**Énoncé écrit**
Reprenez l'entretien avec William Noel à partir des mots "Au TEDxSummit, le" jusqu'à "de plus restrictif ?" inclus, en renommant "codex" en "manuscrit".
━━━━━ Passage présenté ━━━━━
Retour sur l'entretien de William Noel pour TED

William Noel

Nous reproduisons ici, en traduction partielle, l’entretien que le conservateur du département des manuscrits du Walters Art Museum, William Noel, a donné à l’occasion de sa présentation au TEDxSummit de 2012. Cinq ans plus tard, ses propos nous paraissent toujours pertinents. Le texte original est ici.


Au TEDxSummit, le conservateur du Walters Art Museum, William Noel, a donné cette conférence fascinante sur la révélation du codex perdu d’Archimède. Le blog TED l’a rencontré pour parler de l’avenir numérique d’une institution traditionnellement fermée : le musée d’art.

Comme pour le codex Archimède, la collection en ligne du Walters Art Museum fonctionne sous licence Creative Commons. Je ne peux pas imaginer que de nombreux musées rejoignent le Walters à cet égard ; pourquoi le musée a-t-il décidé d’opter pour cette licence plutôt que quelque chose de plus restrictif ?

La décision a été motivée par nos expériences avec le manuscrit d’Archimède et la mise à disposition de toutes ces données sous licence Creative Commons. Lorsque nous avons commencé à numériser nos manuscrits au Walters, nous avons fait de même. Nous pensons simplement que les données Creative Commons sont des données réelles. Ce sont des données que les gens peuvent vraiment utiliser. Tout est une question d’accès, et l’accès concerne plusieurs choses : l’octroi de licences et la publication des données brutes. Toutes les données que vous capturez devraient être disponibles au public. Pour nos manuscrits, c’est ce que nous avons fait.
━━━━━ Lignes de données ━━━━━
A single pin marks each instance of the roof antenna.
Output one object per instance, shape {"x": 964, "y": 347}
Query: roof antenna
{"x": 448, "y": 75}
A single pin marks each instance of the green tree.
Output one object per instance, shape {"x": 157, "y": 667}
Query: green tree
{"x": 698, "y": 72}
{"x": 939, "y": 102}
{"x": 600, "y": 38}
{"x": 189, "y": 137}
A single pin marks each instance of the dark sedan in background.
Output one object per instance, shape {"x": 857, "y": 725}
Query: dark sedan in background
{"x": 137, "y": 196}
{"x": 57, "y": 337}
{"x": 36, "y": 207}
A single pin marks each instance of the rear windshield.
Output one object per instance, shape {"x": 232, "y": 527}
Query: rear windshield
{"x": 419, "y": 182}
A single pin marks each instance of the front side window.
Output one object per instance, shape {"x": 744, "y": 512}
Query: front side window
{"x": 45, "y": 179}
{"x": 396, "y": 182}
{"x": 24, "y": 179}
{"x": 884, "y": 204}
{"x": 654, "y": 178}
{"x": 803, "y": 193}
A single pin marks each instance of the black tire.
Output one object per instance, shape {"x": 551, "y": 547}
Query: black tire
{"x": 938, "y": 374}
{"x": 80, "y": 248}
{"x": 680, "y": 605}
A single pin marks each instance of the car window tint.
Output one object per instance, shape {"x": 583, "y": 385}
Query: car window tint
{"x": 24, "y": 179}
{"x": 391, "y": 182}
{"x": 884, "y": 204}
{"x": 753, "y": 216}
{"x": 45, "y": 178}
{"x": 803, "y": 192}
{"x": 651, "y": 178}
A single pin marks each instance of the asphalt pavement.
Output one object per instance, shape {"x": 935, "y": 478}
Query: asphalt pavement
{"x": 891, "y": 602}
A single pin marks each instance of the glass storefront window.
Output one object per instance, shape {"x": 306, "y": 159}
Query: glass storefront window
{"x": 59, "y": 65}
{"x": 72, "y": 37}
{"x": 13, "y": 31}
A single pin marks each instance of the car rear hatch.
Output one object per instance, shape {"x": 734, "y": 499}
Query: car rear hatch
━━━━━
**Résultat obtenu**
Au TEDxSummit, le conservateur du Walters Art Museum, William Noel, a donné cette conférence fascinante sur la révélation du manuscrit perdu d’Archimède. Le blog TED l’a rencontré pour parler de l’avenir numérique d’une institution traditionnellement fermée : le musée d’art.

Comme pour le manuscrit Archimède, la collection en ligne du Walters Art Museum fonctionne sous licence Creative Commons. Je ne peux pas imaginer que de nombreux musées rejoignent le Walters à cet égard ; pourquoi le musée a-t-il décidé d’opter pour cette licence plutôt que quelque chose de plus restrictif ?